**Work to complete:**
1. In the editorial urging a vote against the Morrison government, what kind of electoral system does the Communist Party of Australia advocate?
2. List every political party or party grouping named in the editorial urging a vote against the Morrison government.
3. Extend the editorial urging a vote against the Morrison government, picking up after its final sentence under the heading "WORKERS DEMAND CHANGE."

- The Guardian
- Issue #2006
The Coalition Morrison government has got to go. On Saturday 21st May vote them out!
The Communist Party of Australia rejects the undemocratic electoral system that prevents small parties from participating on an equal basis. The two-party system that prevails in Australia and the most recent changes to the electoral laws by the Coalition government and supported by the opposition Australian Labor Party (ALP) are the main reason there are no Communist candidates at this Federal election.
Ultimately universal suffrage does not guarantee the results will express the interests of working-class people.
The Communist Party of Australia demands a democratic electoral system that would allow the participation of working-class political forces like the CPA. The CPA advocates for a compulsory, preferential proportional representation system. The Australian Electoral system must change.
The current undemocratic electoral system promotes the waste of millions of dollars in dirty electoral campaigns mainly sponsored by monopoly capital in the interest of the coal and mining industries to preserve the status quo of the minority.
WORKERS DEMAND CHANGE
The Coalition government has been consistent in its war on workers. Wages and conditions have deteriorated with the right to organise for workers and their unions dangerously undermined.

**Data section:**

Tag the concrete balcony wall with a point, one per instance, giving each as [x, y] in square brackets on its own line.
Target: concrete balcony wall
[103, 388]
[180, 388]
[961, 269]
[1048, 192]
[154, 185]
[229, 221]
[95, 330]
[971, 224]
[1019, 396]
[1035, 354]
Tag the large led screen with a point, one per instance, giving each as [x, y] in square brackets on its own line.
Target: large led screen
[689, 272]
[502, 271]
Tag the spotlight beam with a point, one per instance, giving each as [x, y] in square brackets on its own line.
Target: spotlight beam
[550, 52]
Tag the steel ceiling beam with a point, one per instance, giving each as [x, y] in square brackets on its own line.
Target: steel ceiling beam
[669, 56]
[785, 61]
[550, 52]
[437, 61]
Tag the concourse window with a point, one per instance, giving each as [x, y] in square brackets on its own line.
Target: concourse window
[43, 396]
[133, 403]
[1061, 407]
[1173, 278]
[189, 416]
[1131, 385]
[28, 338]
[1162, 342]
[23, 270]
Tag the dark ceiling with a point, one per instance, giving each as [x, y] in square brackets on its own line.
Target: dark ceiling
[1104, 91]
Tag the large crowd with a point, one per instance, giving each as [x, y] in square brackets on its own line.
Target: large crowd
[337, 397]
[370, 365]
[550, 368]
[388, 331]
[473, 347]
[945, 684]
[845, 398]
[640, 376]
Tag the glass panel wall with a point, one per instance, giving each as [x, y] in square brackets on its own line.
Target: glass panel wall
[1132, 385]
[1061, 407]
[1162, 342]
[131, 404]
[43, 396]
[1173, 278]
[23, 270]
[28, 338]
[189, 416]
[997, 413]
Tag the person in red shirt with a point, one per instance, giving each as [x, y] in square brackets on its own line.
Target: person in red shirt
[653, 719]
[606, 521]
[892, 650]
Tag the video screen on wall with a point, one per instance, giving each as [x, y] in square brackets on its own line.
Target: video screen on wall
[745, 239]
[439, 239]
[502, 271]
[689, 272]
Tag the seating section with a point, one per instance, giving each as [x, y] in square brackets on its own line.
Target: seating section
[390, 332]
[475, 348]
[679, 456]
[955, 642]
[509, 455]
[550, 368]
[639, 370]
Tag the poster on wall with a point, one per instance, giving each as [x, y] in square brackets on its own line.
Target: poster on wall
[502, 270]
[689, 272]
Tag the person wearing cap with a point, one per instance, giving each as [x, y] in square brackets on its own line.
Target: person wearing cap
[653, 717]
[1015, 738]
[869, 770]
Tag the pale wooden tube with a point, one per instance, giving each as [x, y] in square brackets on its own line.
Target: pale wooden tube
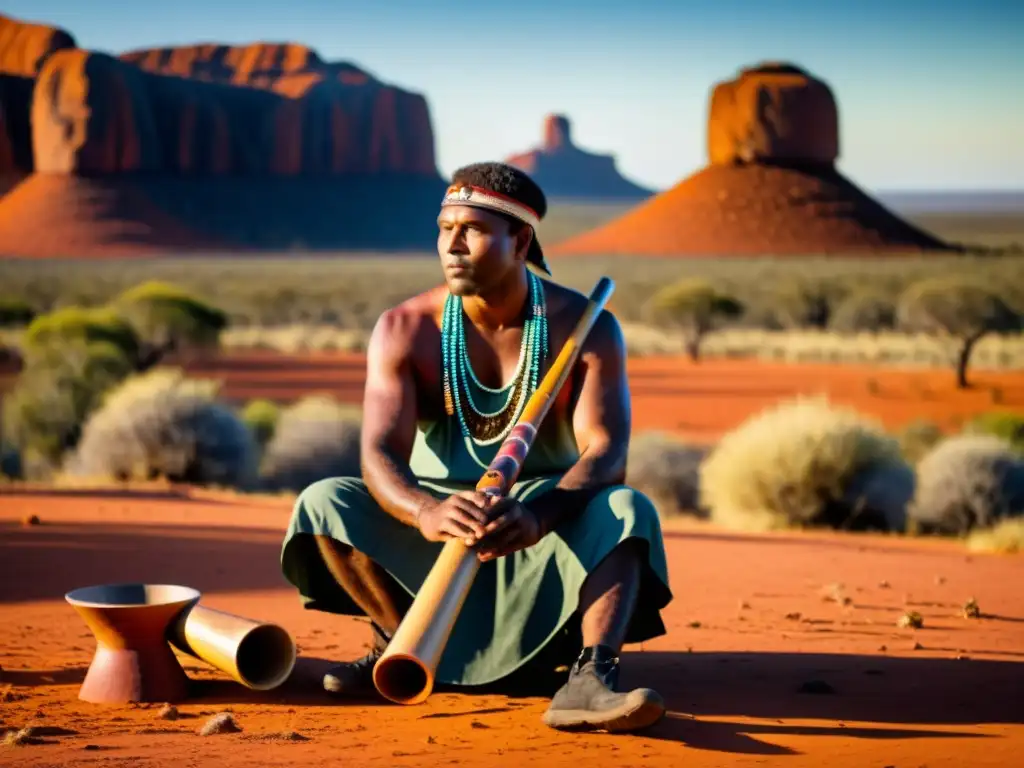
[258, 654]
[404, 673]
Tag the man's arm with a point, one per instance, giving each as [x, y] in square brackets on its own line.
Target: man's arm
[389, 418]
[601, 422]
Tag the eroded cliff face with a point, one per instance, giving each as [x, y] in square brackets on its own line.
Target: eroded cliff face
[563, 170]
[25, 46]
[252, 147]
[771, 186]
[94, 114]
[773, 113]
[332, 118]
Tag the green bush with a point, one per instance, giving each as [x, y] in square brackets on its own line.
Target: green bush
[805, 463]
[162, 424]
[315, 437]
[15, 311]
[694, 306]
[81, 325]
[261, 416]
[968, 481]
[668, 471]
[961, 309]
[167, 317]
[863, 311]
[1006, 425]
[59, 386]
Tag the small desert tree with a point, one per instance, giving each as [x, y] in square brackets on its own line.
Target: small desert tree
[167, 318]
[693, 306]
[81, 326]
[958, 309]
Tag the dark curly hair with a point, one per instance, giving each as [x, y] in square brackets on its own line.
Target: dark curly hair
[505, 179]
[510, 181]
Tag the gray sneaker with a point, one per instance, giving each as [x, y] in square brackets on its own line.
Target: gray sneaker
[356, 678]
[589, 700]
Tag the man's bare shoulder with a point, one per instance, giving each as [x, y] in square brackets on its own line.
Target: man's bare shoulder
[399, 329]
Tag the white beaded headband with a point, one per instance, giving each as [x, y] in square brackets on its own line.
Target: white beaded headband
[477, 196]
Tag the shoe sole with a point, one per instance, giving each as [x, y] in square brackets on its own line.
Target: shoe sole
[639, 711]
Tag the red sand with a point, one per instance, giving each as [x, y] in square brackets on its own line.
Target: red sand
[698, 401]
[731, 684]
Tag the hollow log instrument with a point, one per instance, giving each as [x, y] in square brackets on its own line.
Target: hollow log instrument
[404, 673]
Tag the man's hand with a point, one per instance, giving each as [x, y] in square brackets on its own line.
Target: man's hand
[511, 527]
[462, 515]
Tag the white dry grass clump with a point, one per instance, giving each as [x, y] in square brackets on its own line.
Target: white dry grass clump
[806, 463]
[668, 471]
[968, 482]
[164, 425]
[314, 437]
[1006, 538]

**Task answers:**
1. A compulsory, preferential proportional representation system.

2.
- The Coalition (the Morrison government)
- The Communist Party of Australia (CPA)
- The Australian Labor Party (ALP)

3.
Working families are facing high and rising living costs. Workers and their families are having to make choices about buying medications, having heating/cooling with some facing food shortages and even homelessness as real wages stagnate or fall.
Workers on JobSeeker cannot afford to live with dignity and the government is steadfastly refusing to increase payments for these workers looking for work or those on the age pension, disability and other social security payments.
The Communist Party of Australia campaigns for a living wage and secure jobs for all workers and a living income for all social security recipients including those on JobSeeker.
The Coalition government has targeted construction and maritime workers and their families with the introduction of special legislation for their industry. The Australian Building & Construction Commission (ABCC) as the cop for the industry undermines the right to organise and has cost millions of dollars in tax payer money to fund litigation against the CFMMEU. The ABCC has not improved the industry nor prevented deaths or serious accidents. On the contrary it has been an obstacle for workers to freely exercise their rights and secure their safety in the workplace. The ABCC must be abolished.
MONEY FOR WAR NOT PEACE
The Coalition government with support from the opposition has embarked on a war-mongering spending spree. In 2016-17 the Coalition announced that it would spend $1 trillion on “defence” over the next twenty years – that is up to 2036-37. Since then, it has committed additional spending.
The support for war alliances like AUKUS and the QUAD will put billions of dollars into military spending with a blank cheque on nuclear-powered submarines, offensive trident missiles, aircraft, drones, preparations for cyber warfare, and military bases for US imperialist plans targeting China.
The Communist Party of Australia demands the scrapping of both treaties and an independent foreign policy in the best interest of the Australian people and its neighbours in the Asia-Pacific.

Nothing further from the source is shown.